Transcribe exactly the line that contains "Find the weathered" and all lines following it to the end of the material below; omit everything else.
(Beginning of Entries supplied)
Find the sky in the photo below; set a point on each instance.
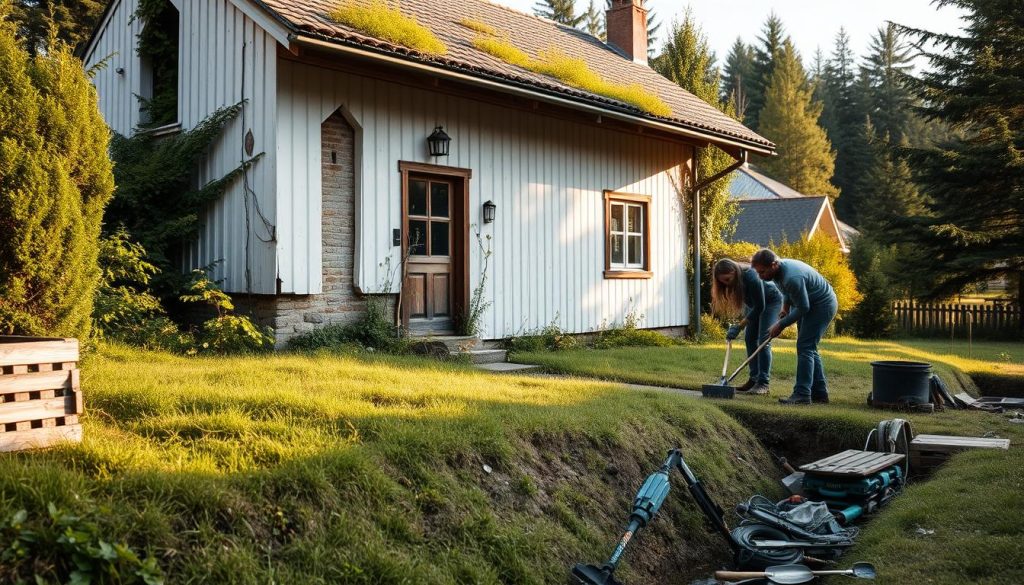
(810, 24)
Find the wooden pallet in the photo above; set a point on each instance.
(40, 392)
(852, 463)
(929, 451)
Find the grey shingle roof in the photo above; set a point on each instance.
(748, 182)
(765, 220)
(529, 34)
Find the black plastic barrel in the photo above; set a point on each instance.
(894, 382)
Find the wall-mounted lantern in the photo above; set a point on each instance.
(438, 142)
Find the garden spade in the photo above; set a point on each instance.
(793, 574)
(722, 389)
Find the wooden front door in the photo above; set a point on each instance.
(429, 227)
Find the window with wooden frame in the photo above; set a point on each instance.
(627, 230)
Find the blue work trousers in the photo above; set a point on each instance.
(810, 373)
(756, 334)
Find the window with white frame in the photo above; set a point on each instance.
(628, 236)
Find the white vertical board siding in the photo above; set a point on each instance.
(547, 177)
(223, 58)
(215, 39)
(116, 42)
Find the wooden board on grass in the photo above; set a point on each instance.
(852, 463)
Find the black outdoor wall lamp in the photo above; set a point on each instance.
(438, 142)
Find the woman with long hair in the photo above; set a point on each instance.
(736, 291)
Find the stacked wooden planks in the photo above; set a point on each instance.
(40, 394)
(929, 451)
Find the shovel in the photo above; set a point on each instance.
(722, 389)
(793, 574)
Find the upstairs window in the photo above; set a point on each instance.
(627, 226)
(158, 51)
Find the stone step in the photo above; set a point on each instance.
(484, 356)
(506, 368)
(455, 343)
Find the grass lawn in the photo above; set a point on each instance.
(972, 503)
(361, 469)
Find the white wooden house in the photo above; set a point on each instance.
(589, 223)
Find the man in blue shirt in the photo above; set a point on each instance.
(809, 301)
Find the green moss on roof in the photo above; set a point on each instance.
(381, 21)
(479, 27)
(573, 72)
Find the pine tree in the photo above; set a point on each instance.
(764, 63)
(74, 21)
(687, 60)
(843, 118)
(562, 11)
(974, 228)
(738, 78)
(887, 66)
(790, 119)
(55, 179)
(593, 22)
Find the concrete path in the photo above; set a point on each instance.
(526, 369)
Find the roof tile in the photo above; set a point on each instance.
(531, 35)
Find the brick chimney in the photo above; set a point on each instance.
(627, 24)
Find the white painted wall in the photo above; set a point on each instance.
(546, 175)
(218, 46)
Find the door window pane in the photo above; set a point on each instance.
(635, 251)
(439, 200)
(616, 217)
(438, 239)
(418, 198)
(635, 219)
(417, 238)
(616, 250)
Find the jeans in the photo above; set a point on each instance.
(756, 334)
(810, 372)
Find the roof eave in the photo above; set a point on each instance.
(731, 144)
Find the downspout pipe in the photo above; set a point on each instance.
(697, 187)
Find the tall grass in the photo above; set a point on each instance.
(341, 469)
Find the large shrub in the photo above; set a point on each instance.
(55, 179)
(824, 255)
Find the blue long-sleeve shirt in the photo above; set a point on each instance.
(802, 288)
(757, 293)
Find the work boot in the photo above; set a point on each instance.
(747, 386)
(796, 400)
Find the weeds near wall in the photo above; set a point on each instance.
(470, 325)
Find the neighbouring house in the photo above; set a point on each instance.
(770, 212)
(576, 194)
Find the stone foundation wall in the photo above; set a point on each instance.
(340, 302)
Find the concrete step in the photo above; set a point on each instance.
(484, 356)
(455, 343)
(506, 368)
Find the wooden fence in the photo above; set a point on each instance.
(989, 320)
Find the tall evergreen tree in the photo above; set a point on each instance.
(843, 118)
(888, 64)
(73, 19)
(974, 228)
(738, 77)
(55, 179)
(558, 10)
(790, 119)
(765, 54)
(687, 60)
(593, 22)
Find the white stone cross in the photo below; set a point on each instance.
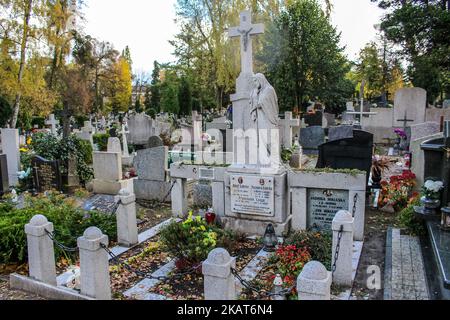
(126, 152)
(361, 111)
(287, 124)
(245, 30)
(53, 123)
(88, 127)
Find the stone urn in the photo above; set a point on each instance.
(430, 205)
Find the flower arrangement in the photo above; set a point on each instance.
(191, 240)
(431, 189)
(289, 261)
(400, 133)
(396, 192)
(206, 137)
(380, 165)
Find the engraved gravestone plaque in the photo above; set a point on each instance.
(252, 195)
(46, 174)
(323, 205)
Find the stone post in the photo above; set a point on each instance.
(127, 230)
(94, 265)
(219, 282)
(314, 282)
(179, 198)
(343, 273)
(41, 253)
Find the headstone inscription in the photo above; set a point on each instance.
(352, 153)
(4, 180)
(411, 102)
(340, 132)
(46, 174)
(101, 202)
(52, 122)
(323, 205)
(154, 142)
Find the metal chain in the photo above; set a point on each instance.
(338, 248)
(260, 293)
(147, 275)
(59, 244)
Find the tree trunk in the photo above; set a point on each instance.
(66, 120)
(23, 48)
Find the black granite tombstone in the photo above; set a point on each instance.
(350, 153)
(437, 164)
(46, 174)
(4, 180)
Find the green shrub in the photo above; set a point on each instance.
(151, 113)
(38, 121)
(408, 220)
(69, 222)
(193, 239)
(52, 148)
(319, 244)
(101, 139)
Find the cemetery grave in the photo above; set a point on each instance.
(264, 199)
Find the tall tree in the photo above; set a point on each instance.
(75, 94)
(155, 97)
(22, 9)
(185, 96)
(120, 87)
(420, 29)
(303, 57)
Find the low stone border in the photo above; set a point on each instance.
(405, 277)
(118, 250)
(19, 282)
(357, 251)
(140, 290)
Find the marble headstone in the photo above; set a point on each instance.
(340, 132)
(154, 142)
(410, 102)
(425, 129)
(152, 164)
(4, 180)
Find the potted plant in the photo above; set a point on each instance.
(379, 166)
(431, 196)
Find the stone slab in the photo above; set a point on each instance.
(107, 166)
(152, 164)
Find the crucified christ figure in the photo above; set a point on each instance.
(245, 34)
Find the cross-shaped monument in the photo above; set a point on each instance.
(361, 111)
(241, 99)
(405, 120)
(245, 31)
(287, 124)
(126, 152)
(52, 122)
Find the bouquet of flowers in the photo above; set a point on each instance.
(400, 133)
(431, 189)
(396, 193)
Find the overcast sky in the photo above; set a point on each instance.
(146, 26)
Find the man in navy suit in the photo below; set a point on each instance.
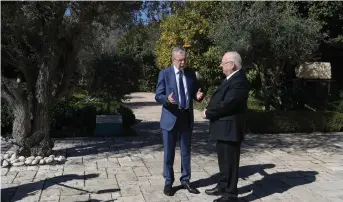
(176, 88)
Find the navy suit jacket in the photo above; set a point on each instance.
(166, 84)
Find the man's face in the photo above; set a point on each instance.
(227, 65)
(179, 60)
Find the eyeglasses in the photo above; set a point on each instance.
(183, 60)
(221, 64)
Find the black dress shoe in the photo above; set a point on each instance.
(215, 191)
(191, 190)
(226, 199)
(168, 190)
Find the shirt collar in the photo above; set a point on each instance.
(176, 70)
(227, 78)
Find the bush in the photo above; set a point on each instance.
(336, 106)
(128, 116)
(75, 117)
(294, 121)
(67, 118)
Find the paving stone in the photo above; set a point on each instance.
(50, 194)
(274, 167)
(141, 171)
(79, 198)
(100, 197)
(155, 194)
(136, 198)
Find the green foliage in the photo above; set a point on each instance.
(190, 25)
(70, 119)
(77, 116)
(112, 78)
(271, 38)
(336, 106)
(294, 122)
(139, 44)
(329, 13)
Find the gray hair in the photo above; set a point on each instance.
(179, 50)
(236, 58)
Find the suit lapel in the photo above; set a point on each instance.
(189, 83)
(227, 81)
(221, 85)
(173, 82)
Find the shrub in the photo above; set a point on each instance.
(67, 119)
(336, 106)
(128, 116)
(294, 121)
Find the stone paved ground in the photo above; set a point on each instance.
(287, 167)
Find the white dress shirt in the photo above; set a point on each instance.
(177, 71)
(227, 78)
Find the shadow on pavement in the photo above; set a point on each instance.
(270, 183)
(135, 105)
(149, 137)
(25, 190)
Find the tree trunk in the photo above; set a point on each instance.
(21, 124)
(39, 143)
(108, 103)
(265, 92)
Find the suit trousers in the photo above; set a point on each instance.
(182, 131)
(228, 153)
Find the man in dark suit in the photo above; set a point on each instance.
(176, 89)
(226, 112)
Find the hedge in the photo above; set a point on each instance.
(69, 119)
(294, 121)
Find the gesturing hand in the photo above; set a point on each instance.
(171, 99)
(200, 94)
(203, 114)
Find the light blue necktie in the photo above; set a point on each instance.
(182, 91)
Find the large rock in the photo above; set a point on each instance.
(314, 70)
(5, 164)
(21, 158)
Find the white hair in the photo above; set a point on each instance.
(179, 50)
(236, 58)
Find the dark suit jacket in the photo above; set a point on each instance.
(227, 107)
(165, 85)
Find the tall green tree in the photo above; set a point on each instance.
(190, 25)
(41, 45)
(139, 44)
(271, 37)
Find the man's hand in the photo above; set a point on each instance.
(203, 114)
(200, 94)
(171, 99)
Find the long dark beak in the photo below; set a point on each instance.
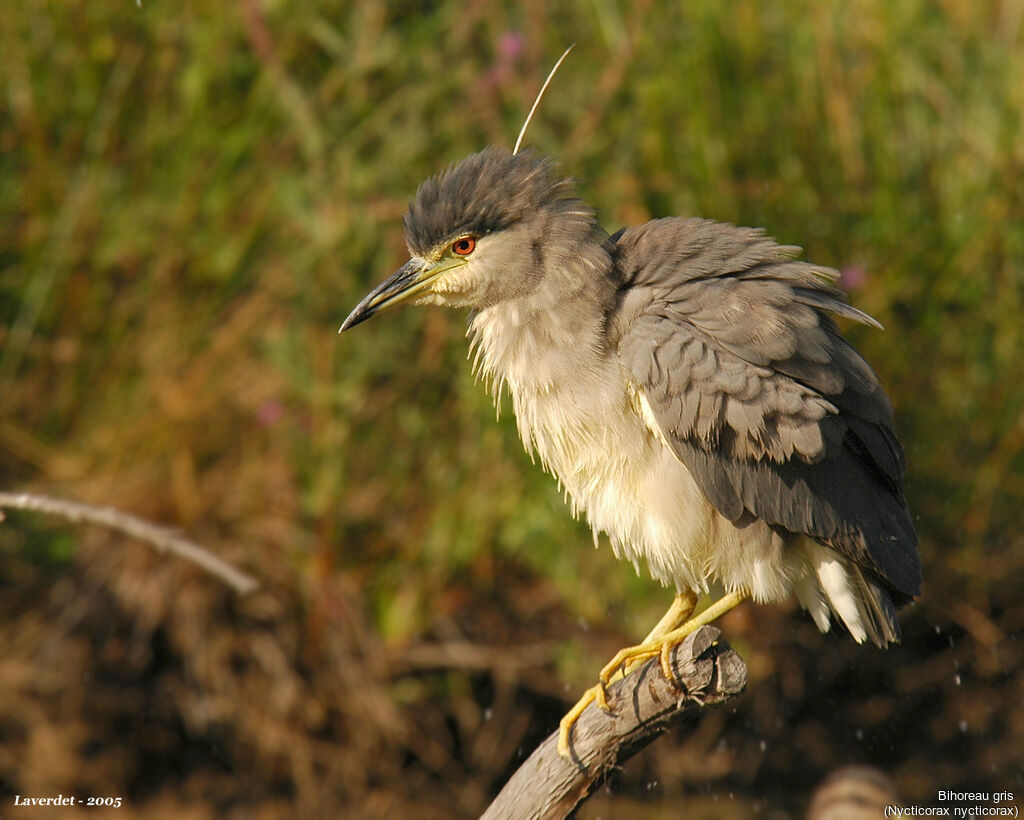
(406, 282)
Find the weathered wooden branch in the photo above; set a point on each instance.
(165, 540)
(548, 786)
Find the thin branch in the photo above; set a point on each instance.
(165, 540)
(549, 787)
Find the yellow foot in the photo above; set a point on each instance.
(658, 644)
(595, 693)
(662, 646)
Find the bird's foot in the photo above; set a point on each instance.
(595, 693)
(659, 645)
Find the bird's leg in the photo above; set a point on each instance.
(682, 607)
(663, 645)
(End of Entries supplied)
• [Solution for this problem]:
Find the weathered wooden branch in the photo above; set a point on each instance.
(165, 540)
(548, 786)
Find the thin branch in the photo above; set a point on each instance.
(165, 540)
(549, 787)
Find the yellow foot in the photo above; set a point on each instance.
(658, 644)
(595, 693)
(662, 646)
Find the bird's foot in the photo above; set a point on each instance.
(595, 693)
(659, 645)
Find the bird's leg in the photo above; set a point on each instance.
(682, 607)
(663, 645)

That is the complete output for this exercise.